GIVEN TASK - Copy out each of the following lines verbatim, character for character.

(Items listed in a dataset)
----------

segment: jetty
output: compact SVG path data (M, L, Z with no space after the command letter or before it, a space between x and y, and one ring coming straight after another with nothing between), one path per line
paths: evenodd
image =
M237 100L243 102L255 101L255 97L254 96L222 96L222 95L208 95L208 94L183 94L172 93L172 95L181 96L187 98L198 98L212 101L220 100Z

----------

PROBLEM SOLUTION -
segment: jetty
output: compact SVG path data (M, L, Z with no space after the command letter or before it, a space between x and y, and one ring coming straight after another with nothing between), one path per line
paths: evenodd
image =
M237 100L243 102L255 101L255 97L254 96L222 96L222 95L208 95L208 94L183 94L172 93L172 95L181 96L187 98L198 98L212 101L220 100Z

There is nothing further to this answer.